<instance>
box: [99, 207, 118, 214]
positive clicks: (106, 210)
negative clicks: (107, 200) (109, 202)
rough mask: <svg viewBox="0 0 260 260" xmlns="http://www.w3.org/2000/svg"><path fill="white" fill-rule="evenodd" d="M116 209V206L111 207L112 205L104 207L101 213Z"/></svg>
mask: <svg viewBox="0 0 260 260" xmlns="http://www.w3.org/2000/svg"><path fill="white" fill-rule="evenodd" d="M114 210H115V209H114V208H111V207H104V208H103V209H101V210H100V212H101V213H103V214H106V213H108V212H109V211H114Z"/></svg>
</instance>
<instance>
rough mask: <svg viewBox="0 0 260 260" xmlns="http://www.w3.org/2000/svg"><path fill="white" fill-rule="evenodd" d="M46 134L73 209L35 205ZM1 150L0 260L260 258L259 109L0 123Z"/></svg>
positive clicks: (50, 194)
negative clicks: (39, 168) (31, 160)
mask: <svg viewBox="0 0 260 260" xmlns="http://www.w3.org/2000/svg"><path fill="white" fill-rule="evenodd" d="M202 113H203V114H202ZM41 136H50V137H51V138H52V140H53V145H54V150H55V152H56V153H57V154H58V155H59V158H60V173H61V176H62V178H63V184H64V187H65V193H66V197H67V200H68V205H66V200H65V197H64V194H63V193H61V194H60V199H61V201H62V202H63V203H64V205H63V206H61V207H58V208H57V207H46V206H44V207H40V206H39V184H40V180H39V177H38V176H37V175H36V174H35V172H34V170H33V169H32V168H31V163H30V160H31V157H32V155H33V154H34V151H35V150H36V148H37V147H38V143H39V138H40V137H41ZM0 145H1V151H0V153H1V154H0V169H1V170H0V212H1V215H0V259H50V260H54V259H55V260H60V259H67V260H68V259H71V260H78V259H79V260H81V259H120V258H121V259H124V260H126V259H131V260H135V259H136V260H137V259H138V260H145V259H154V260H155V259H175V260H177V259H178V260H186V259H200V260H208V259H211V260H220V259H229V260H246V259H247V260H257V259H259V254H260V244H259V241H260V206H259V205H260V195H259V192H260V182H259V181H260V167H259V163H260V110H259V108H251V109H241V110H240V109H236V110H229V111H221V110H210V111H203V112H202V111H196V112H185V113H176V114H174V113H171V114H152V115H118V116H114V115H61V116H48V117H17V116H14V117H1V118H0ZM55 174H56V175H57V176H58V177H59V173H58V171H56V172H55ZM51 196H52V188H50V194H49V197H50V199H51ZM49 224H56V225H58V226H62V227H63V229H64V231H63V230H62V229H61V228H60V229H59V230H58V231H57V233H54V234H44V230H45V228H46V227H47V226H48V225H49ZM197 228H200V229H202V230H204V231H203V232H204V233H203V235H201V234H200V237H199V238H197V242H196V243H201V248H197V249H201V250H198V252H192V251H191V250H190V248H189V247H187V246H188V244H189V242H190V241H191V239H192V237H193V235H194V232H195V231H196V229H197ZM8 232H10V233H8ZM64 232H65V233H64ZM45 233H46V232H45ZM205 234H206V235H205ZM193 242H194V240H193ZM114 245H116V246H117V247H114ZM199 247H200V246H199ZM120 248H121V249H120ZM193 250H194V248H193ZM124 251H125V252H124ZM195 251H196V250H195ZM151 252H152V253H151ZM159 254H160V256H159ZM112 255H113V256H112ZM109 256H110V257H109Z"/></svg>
○ ○ ○
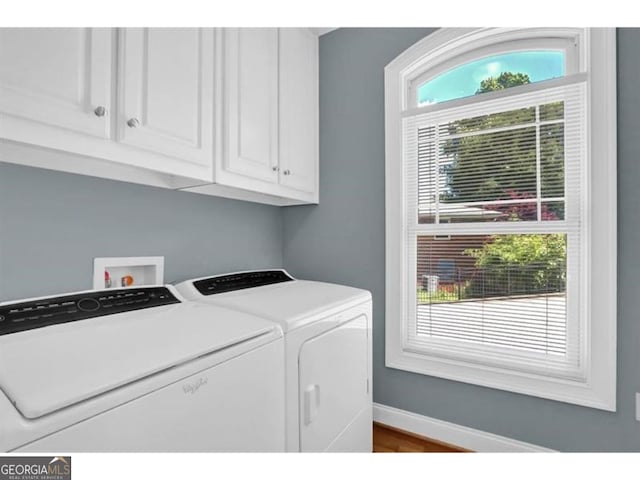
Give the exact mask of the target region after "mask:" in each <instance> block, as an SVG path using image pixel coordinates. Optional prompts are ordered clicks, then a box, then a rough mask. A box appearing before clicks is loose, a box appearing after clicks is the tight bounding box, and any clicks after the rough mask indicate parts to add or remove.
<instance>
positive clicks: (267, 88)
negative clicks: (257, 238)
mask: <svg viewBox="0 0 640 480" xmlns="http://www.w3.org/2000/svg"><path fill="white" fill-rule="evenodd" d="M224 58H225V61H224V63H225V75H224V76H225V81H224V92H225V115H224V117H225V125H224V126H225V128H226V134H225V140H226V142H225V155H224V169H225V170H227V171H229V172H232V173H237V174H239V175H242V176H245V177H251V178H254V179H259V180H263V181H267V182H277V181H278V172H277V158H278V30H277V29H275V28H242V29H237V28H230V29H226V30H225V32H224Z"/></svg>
○ ○ ○
◆ **Try it**
Only one part of the material above is to be transcribed, namely the lines starting with the line that has "negative clicks: (107, 200) (109, 202)" and going on through the line that has "positive clicks: (50, 194)", exactly as they stand.

◆ **Result**
negative clicks: (107, 200) (109, 202)
rough mask: <svg viewBox="0 0 260 260" xmlns="http://www.w3.org/2000/svg"><path fill="white" fill-rule="evenodd" d="M116 209V206L111 207L112 205L104 207L101 213Z"/></svg>
mask: <svg viewBox="0 0 260 260" xmlns="http://www.w3.org/2000/svg"><path fill="white" fill-rule="evenodd" d="M114 210H115V209H114V208H111V207H104V208H103V209H101V210H100V212H101V213H103V214H106V213H108V212H109V211H114Z"/></svg>
</instance>
<instance>
rough mask: <svg viewBox="0 0 260 260" xmlns="http://www.w3.org/2000/svg"><path fill="white" fill-rule="evenodd" d="M46 134L73 209L35 205ZM1 150L0 260L260 258L259 109L0 123Z"/></svg>
positive clicks: (50, 194)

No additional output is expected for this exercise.